---- Text passage

I used to work for a real estate company, and I was put in charge of developing the content strategy. I remember one day, I was busy researching ideas for articles, when the COO of the company sat down next to me and declared, “We need to start putting recipe ideas on the site.” All I could really say to him, considering our relative positions at the company, was “Okay, but… why?” He looked at me like I just asked him the color of the sky. “Uh.. because people love recipes.” Everyone thinks their ideas are the best.
So often, it seems like companies churn out content that is absolutely irrelevant to their prospects’ needs. Once you have your customer personas filled out, you should be able to come up with questions, concerns, or pain points that your company can solve.
Consider the following:
- What do you do that your competition doesn’t?
- Why do people buy from you, and not other people?
- Where do your prospects begin their research? As in, how are they using a search engine to solve their problem?
- What are the benefits to finding a solution for your customers?
It turns out, your greatest resource here could be your current customers. Reach out to them, and they can help you generate content that is actually relevant and useful to your prospects.
Now granted, sometimes your content isn’t going to be completely directed at problems. For instance, you might want to send out a press release about an event you’re sponsoring, or about a fun company activity you all participated in. While this content won’t really help your SEO per say, it’s still important to humanize your company. People like buying things from people, so someone browsing your website might appreciate how awesome and ‘human’ your company seems.
Push back when… your customers or prospects won’t read your content.
This is the content you write and think to yourself “Am I wasting my time?” You need to keep your ears open. Yes, this takes some research and some cross-department coordination, but putting out your content in a logical and meaningful order will ensure your prospects’ most important questions are answered first.
Here are some things to think about:
- When talking to prospects, what questions come up most frequently?
- What objections does your sales team content with most often?
- What is the biggest reason people are saying ‘no’ to you?
- What is the biggest reason people are saying ‘yes’ to you?
By keeping track of your customer’s biggest needs and questions, you’ll be able to organize and prioritize what gets written when. That way, you’re not spending time on some niche topic that isn’t all that important to all that many people, when you could be answering questions that dozens of people have about your company/product/service.
Push back when… your content doesn’t have any chance in hell at contributing to the goals of the company.

--------
---- Source material

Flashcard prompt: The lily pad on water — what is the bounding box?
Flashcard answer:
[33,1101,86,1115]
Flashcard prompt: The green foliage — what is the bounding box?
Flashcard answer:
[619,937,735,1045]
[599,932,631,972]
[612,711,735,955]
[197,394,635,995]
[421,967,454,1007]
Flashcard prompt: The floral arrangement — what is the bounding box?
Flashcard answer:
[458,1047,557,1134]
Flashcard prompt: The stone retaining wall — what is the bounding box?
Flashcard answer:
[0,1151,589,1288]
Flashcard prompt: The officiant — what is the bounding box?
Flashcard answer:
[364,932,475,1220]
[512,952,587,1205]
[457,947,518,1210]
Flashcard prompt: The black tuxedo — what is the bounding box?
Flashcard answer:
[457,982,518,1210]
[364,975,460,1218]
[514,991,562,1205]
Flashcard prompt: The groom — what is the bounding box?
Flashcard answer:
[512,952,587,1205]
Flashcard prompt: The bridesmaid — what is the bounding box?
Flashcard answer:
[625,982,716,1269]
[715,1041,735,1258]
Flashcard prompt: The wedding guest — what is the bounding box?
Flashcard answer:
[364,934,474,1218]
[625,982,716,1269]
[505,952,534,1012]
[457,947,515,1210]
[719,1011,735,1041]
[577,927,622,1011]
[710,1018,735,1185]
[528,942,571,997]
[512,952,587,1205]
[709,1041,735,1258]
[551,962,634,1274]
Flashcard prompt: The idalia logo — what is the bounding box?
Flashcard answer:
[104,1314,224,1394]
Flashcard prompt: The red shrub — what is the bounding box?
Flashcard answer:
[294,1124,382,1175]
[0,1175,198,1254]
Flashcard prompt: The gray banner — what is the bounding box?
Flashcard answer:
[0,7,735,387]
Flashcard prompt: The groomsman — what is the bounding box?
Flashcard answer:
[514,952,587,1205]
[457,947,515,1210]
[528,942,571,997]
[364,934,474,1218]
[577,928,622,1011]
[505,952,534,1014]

--------

Condense the paragraph beginning "Now granted, sometimes your content" in the content strategy text into a short bulleted list, keeping its main points.

- Not all content has to address problems.
- Examples include a press release about an event you sponsor or about a fun company activity.
- Such content does little for SEO, but it humanizes your company.
- People like buying from people, so website visitors may appreciate a company that seems "human."